## PASSAGE FOURNI:

══════

« Qui supporterait l’idée que cette vaste maison, formée du ciel et de la terre, à laquelle, en considérant l’immensité et la plénitude de sagesse qu’on y découvre, nous donnons le nom d’univers, (Κόσμος), ait été mise dans l’ordre que nous admirons par des atomes, mus sans aucun ordre ; en sorte que le désordre aurait été un principe d’ordre ? Comment admettre que les mouvements les plus réguliers, et les révolutions les mieux établies, seraient issus d’une impulsion sans dessein ? Comment comprendre que l’harmonie si parfaite de la mécanique céleste ait été exécutée par des instruments ignorants et discordants ?
Quel mode d’action a pu faire que, d’une substance unique et la même dans tous les êtres, douée d’une nature indestructible, sauf, disent-ils, la différence de formes et de grandeurs, soient sortis des corps divins, sans souillure, et éternels (ils le renient ainsi), en possession d’un bonheur infini, suivant la dénomination qu’Épicure lui-même a employée : (ἑμακραίωνα) ; tant ceux qui se laissent voir (φαινόμενα) : le soleil, la lune, les astres, la terre et l’eau ; que ceux qui restent invisibles (ἀφανῆ) : Dieux, démons et âmes ; car ils ne peuvent pas nier qu’ils existent, quelque bonne volonté qu’ils en eussent ? Puis viennent les animaux et les plantes : les uns doués d’une grande longévité : savoir, parmi les oiseaux, assure-t-on, les aigles, les corbeaux, les phénix ; parmi les animaux terrestres, les cerfs, les éléphants et les serpents (δράκοντες) ; parmi les habitants des eaux, les baleines ; entre les arbres, les palmiers, les chênes, les persées (περσέαι) : arbres dont les uns conservent leurs feuilles (ceux qui en ont fait le calcul, en reconnaissent quatorze), les autres poussent et perdent leurs feuilles, suivant la saison. La plus grande partie des plantes et des animaux n’ont qu’une vie promptement écoulée et d’un terme court : de ce nombre est l’homme, comme l’a dit la Sainte-Ecriture.
« L’homme, né de la femme, vit peu (Job, XIV, 1). »
Ce sont, disent-ils, les variations qui se rencontrent dans les accrochements des atomes qui sont causes de cette différence dans la durée d’existence. Il en est parmi les atomes qui, prétendent-ils, sont tassés et pressés les uns contre les autres, à la manière des feutres, en sorte qu’il devient tout à fait difficile de les séparer complètement ; d’autres, au contraire, ont une cohésion plus humide et plus lâche. Voilà ce qui fait que les atomes sont plus ou moins adhérents, et qu’ils brisent les liens de leur connexion, ou plus tôt ou plus tard : les uns, étant les produits d’atomes homogènes : les autres, devant leur mixtion à des atomes hétérogènes.

══════

## DONNÉES AFFICHÉES:
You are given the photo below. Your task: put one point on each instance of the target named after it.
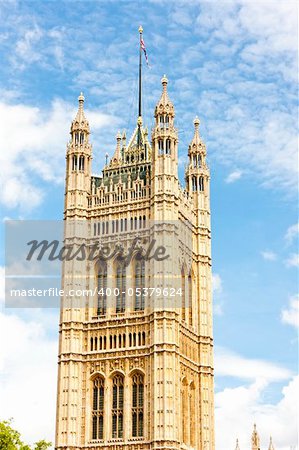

══════

## CONSIGNE DE TRAVAIL:
Poursuivez, s'il vous plaît, le passage sur les atomes et l'ordre de l'univers à partir de sa dernière phrase.

## RÉPONSE À L'EXERCICE:
« Quel est donc celui qui a fait ce triage, pour réunir ou pour éloigner ces divers principes ? Qui a mis ensemble ceux-là, qui devaient former le soleil ? Qui a mis à part ceux-ci, dont la lune devait être composée ? Qui a combiné chaque atome d’après la convenance relative à la nature de chaque astre ? Jamais, en effet, les atomes solaires, par leur quantité, par leurs qualités, par la manière dont ils sont unis, n’auraient pu servir à produire la lune, comme les agencements des atomes lunaires n’auraient jamais fait le soleil. Jamais l’Arcture, encore qu’il ait une éclatante lumière, ne pourrait se glorifier d’avoir les atomes de Vénus, ni les Pléiades d’avoir ceux d’Orion. C’est avec un grand sens que Paul a établi leur différence :
« autre, dit-il, est la gloire du soleil, autre est la gloire de la lune, autre est la gloire des astres. L’astre diffère de l’astre en gloire (1ère aux Corinth., XV, 41) »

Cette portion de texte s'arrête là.